(Dataset excerpts)

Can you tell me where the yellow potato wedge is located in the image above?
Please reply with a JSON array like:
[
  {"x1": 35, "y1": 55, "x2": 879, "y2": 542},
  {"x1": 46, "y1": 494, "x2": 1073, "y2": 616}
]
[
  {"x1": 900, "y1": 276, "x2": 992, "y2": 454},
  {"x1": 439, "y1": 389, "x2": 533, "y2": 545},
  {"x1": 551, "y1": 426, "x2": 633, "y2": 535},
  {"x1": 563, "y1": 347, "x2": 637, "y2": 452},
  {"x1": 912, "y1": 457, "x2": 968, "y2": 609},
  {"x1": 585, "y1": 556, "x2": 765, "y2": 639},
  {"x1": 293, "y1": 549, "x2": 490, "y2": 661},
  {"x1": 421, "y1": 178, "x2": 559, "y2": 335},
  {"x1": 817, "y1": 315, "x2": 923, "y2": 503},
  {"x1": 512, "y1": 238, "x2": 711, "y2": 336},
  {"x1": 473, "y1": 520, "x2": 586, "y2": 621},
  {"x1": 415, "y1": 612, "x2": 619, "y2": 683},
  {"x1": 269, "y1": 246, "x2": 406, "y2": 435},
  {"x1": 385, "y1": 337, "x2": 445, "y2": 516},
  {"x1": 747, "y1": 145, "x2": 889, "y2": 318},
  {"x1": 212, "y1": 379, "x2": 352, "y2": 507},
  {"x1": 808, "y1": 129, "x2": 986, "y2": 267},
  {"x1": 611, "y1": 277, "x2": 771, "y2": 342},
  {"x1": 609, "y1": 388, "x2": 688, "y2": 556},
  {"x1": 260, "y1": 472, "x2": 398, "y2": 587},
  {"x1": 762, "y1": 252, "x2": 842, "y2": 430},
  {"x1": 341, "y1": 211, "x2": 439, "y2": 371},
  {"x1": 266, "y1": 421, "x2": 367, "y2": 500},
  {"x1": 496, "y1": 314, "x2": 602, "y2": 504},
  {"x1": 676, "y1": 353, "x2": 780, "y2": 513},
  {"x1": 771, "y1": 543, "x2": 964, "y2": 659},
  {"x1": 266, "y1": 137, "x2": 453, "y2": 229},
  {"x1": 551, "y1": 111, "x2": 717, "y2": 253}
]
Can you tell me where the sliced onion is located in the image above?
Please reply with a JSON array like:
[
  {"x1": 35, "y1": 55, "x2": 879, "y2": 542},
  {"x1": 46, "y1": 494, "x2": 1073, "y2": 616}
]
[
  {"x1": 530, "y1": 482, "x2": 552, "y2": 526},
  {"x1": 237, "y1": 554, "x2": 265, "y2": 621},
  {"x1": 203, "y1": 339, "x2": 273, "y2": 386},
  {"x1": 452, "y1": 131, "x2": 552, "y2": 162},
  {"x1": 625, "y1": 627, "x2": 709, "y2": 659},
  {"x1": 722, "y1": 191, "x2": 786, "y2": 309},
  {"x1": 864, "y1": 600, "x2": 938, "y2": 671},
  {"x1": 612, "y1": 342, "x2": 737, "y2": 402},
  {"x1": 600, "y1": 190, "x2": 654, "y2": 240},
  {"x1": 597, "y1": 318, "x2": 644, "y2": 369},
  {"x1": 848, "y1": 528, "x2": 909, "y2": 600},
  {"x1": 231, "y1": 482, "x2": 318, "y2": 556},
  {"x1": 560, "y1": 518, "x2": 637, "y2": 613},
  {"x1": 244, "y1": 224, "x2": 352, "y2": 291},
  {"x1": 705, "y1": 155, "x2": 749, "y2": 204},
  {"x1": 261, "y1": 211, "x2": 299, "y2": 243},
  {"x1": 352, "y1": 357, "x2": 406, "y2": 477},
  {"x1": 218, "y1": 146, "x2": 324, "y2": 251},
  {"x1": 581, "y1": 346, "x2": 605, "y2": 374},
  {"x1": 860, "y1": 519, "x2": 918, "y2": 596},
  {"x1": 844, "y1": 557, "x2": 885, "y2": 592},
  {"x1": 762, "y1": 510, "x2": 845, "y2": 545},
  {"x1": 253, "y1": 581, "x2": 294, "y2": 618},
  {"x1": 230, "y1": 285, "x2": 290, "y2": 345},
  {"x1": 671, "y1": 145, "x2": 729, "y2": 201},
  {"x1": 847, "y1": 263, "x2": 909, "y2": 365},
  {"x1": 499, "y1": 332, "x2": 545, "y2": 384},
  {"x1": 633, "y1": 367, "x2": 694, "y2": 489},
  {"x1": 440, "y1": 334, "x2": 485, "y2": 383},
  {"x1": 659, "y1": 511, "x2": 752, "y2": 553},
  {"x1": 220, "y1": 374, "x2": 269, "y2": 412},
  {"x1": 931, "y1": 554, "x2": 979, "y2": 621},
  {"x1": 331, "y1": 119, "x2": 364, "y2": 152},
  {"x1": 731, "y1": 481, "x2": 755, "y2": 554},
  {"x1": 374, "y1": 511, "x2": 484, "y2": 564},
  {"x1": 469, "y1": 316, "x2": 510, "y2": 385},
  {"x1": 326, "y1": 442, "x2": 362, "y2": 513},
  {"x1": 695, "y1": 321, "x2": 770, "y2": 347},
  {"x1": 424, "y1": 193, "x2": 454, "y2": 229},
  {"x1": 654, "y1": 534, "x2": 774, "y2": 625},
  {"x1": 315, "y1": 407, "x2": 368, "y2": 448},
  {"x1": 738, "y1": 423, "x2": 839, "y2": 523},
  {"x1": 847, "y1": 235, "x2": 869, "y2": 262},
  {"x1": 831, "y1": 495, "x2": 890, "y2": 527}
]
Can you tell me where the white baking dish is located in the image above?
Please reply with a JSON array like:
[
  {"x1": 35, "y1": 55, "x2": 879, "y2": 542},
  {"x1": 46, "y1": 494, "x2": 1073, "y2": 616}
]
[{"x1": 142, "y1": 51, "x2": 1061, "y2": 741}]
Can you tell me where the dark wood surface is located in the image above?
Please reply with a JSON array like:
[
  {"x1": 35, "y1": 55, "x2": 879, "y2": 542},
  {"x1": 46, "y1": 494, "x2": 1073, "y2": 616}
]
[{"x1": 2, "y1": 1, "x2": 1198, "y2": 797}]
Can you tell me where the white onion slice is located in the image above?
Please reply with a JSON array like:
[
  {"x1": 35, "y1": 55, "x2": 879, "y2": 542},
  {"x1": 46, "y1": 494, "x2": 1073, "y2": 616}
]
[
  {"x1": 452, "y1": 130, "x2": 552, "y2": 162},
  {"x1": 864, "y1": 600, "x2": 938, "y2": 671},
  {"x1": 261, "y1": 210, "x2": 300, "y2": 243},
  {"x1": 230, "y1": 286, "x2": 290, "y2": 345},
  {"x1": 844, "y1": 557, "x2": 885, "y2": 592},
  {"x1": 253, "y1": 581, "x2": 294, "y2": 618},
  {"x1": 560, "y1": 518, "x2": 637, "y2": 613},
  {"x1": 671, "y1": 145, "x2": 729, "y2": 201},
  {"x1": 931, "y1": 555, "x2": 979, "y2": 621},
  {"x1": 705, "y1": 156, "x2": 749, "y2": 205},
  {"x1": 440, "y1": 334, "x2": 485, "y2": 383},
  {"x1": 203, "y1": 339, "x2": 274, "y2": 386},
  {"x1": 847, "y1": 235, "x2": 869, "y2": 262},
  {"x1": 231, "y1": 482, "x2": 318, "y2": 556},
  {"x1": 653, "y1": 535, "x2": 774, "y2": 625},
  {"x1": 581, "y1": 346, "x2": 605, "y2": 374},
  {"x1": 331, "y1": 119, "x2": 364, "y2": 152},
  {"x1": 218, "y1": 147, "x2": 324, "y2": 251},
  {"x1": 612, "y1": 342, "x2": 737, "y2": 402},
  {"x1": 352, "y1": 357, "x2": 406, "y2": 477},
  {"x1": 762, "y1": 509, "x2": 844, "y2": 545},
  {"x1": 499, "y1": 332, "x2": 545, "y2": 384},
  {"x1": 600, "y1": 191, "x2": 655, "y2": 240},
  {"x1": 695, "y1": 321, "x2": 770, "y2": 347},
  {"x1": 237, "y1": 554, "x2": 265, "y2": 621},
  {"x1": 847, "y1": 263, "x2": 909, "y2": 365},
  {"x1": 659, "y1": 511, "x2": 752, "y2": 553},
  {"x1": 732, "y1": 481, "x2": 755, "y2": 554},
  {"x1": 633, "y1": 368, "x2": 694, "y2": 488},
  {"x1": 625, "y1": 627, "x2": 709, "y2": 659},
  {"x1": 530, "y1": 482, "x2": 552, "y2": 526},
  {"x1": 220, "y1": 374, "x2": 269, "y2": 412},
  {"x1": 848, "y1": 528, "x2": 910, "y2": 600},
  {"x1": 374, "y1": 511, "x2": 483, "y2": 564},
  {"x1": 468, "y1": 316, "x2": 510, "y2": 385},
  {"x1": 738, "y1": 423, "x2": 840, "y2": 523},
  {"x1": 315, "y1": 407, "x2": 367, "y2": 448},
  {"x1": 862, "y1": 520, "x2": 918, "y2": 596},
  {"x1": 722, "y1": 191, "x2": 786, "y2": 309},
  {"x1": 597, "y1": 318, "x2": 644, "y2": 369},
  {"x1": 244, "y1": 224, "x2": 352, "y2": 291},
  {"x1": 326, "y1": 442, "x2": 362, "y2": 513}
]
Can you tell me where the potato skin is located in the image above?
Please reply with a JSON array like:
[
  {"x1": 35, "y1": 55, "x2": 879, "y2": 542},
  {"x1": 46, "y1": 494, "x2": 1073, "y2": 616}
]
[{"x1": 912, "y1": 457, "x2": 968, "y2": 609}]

Task description:
Say how many lines in the records contain the string "located". No other text is needed.

Output for this task:
6